Lo smantellamento dell’Organizzazione mondiale della sanità — ma anche la completa delegittimazione della Corte penale internazionale — sono questioni che già adesso fanno fibrillare il centrodestra e lo si è visto anche nel Consiglio regionale della Lombardia la scorsa settimana, con una mozione leghista che voleva impegnare la Regione contro l’Oms, mozione poi mitigata dopo le proteste degli azzurri («siamo un po’ stanchi delle sparate della Lega», si era sfogato il coordinatore regionale Alessandro Sorte).
Giorni fa invece al Parlamento europeo esponenti del Ppe, assieme a socialisti, Greens e rossoverdi di The Left, si sono appellati alla Commissione chiedendo: le prese di posizione pubbliche di Elon Musk per l’estrema destra tedesca e contro i giudici rappresentano un «rischio sistemico » per il pluralismo e i processi elettorali? E poi, che strumenti si stanno utilizzando per valutare l’algoritmo di X e i suoi sistemi di raccomandazione?
Tutto questo nel mentre, invece, Lega e Fratelli d’Italia competono per accreditarsi con il mondo trumpiano e dello stesso Musk.

Dati registrati:
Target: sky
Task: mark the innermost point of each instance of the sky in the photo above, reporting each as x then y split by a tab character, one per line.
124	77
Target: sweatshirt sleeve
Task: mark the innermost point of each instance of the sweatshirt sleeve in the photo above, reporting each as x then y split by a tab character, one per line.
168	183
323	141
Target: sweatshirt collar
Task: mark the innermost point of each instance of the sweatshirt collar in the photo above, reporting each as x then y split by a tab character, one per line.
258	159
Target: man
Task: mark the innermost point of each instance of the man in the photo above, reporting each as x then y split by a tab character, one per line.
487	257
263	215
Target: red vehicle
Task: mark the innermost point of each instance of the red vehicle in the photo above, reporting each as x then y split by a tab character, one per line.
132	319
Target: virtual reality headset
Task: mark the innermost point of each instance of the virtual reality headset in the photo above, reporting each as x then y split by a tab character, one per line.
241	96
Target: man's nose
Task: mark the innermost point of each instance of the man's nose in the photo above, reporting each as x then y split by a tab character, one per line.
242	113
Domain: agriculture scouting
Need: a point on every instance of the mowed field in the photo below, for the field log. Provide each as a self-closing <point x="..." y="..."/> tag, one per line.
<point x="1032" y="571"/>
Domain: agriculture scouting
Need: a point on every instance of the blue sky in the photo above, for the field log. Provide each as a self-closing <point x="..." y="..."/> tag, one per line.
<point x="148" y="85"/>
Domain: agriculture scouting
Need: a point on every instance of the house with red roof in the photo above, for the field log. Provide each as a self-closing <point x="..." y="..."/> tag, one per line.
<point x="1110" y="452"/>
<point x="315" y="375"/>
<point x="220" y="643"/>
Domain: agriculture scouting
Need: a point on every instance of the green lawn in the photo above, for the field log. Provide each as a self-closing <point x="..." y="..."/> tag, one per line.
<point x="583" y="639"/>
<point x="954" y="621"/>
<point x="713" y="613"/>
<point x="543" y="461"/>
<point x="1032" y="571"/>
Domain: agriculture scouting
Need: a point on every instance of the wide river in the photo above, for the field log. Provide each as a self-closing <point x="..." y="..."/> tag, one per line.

# [Consegna]
Prosegui il testo sulle tensioni nel centrodestra attorno all'Oms e a Musk, partendo subito dopo la sua ultima frase.

# [Risposta]
Mentre in Spagna il gruppo dei Patrioti faceva il suo evento Mega […], esponenti di Ecr — il raggruppamento della fiamma tricolore — e della tedesca Afd discutevano online su X sempre sul Mega con un uomo molto vicino a Musk: il trentenne australiano Mario Nawfal, fondatore di un’azienda di consulenza internazionale sulla blockchain. Profilo da quasi due milioni di follower che dialoga amabilmente con Musk quasi quotidianamente, è un altro propagatore del pensiero tecnocratico e sovranista.
Ecco, l’interlocutore per l ’Italia era Francesco Giubilei, che è direttore scientifico della fondazione An, direttamente riconducibile quindi a FdI. Il quale da tempo coltiva relazioni col mondo repubblicano Usa. […] Il grande disegno è insomma un super gruppo che varrebbe 187 deputati, uno in meno del Ppe. Oggi sembra fantapolitica, ma domani chissà.
(da agenzie)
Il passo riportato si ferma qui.